What the task asks: Put the lines below into a Markdown table with the columns Row and Content, giving each line its own numbered row and skipping any blank lines. Leave the pictures out.
>> BEGIN Rows
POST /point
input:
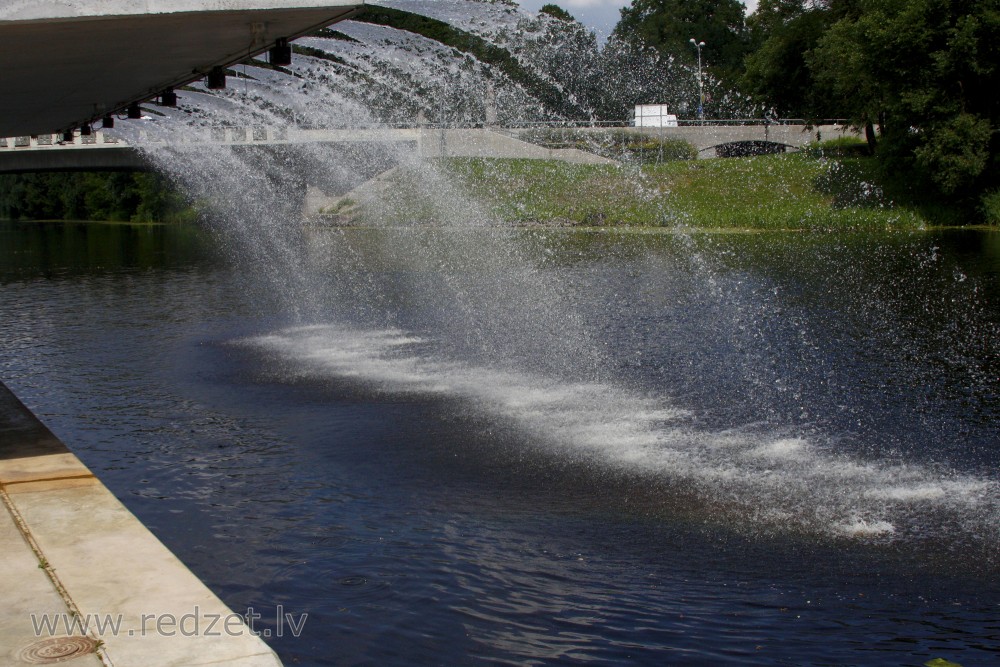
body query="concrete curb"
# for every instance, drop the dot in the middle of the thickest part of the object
(73, 551)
>> END Rows
Complete output:
| Row | Content |
|---|---|
| 1 | POST /point |
| 2 | input: |
| 3 | body query="concrete curb" |
| 4 | # for every instance, drop the dot in the middle of the thickest part of the object |
| 5 | (73, 551) |